(DIRECTIVE): Starting at the line that contains "Per instance of the light" and ending at the end of the data, reproduce every line, requests included, with each pixel coordinate in the answers scaled by 1.75 and rounded to a whole number, halves rounded up. Give only those lines.

-- BEGIN --

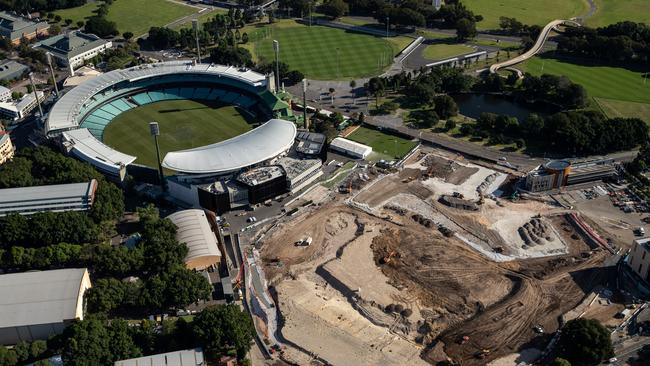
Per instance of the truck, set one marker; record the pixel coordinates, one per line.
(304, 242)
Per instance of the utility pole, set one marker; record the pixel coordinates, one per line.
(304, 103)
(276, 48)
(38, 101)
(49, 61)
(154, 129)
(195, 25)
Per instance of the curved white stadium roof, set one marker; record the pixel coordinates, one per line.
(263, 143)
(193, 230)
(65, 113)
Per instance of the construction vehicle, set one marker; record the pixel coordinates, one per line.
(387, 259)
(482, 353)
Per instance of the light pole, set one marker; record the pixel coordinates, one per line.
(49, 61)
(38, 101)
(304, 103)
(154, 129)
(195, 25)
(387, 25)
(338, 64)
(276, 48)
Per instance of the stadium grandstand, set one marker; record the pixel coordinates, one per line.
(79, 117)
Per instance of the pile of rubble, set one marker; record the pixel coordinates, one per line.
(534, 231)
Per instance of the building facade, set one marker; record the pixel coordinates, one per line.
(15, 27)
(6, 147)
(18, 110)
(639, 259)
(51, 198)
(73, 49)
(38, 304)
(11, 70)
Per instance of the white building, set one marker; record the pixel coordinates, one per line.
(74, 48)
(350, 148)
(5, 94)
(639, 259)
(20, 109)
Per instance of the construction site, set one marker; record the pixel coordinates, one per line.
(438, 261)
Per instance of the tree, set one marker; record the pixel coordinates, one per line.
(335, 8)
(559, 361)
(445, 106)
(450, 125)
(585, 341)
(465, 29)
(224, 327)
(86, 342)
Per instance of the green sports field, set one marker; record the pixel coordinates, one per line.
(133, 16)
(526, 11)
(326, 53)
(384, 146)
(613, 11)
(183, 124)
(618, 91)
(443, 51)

-- END --

(TASK OUTPUT):
Per instance of the light pole, set one marker; record the pixel coordinates, one per line.
(86, 107)
(67, 177)
(532, 180)
(270, 226)
(341, 44)
(677, 44)
(592, 112)
(483, 84)
Per instance of the stadium grandstand, set one marker; record the pixel coordinates, one per line.
(138, 205)
Per instance of the pile of rubble, set one marker; record the pixel coordinates, one per line.
(935, 404)
Per instance of the building facade, set one marker; record the pixel coordinates, one per line.
(26, 47)
(11, 257)
(32, 193)
(1118, 453)
(89, 347)
(128, 86)
(67, 532)
(19, 123)
Per instance of the white building, set one marker; record the pixel coordinates, one per line.
(130, 84)
(613, 259)
(9, 165)
(1118, 453)
(35, 191)
Per instance of the construction site, set one marker; record the pixel coordinates, one per line.
(767, 457)
Per instance of the tree, set one marker; record the pixel coordinates, one per line.
(586, 14)
(978, 632)
(779, 186)
(788, 219)
(1024, 597)
(814, 51)
(392, 572)
(151, 599)
Per instance of the green sports field, set one marker; record the pixel coordinates, one per line.
(233, 28)
(921, 19)
(571, 93)
(672, 256)
(1073, 19)
(320, 217)
(1082, 159)
(775, 89)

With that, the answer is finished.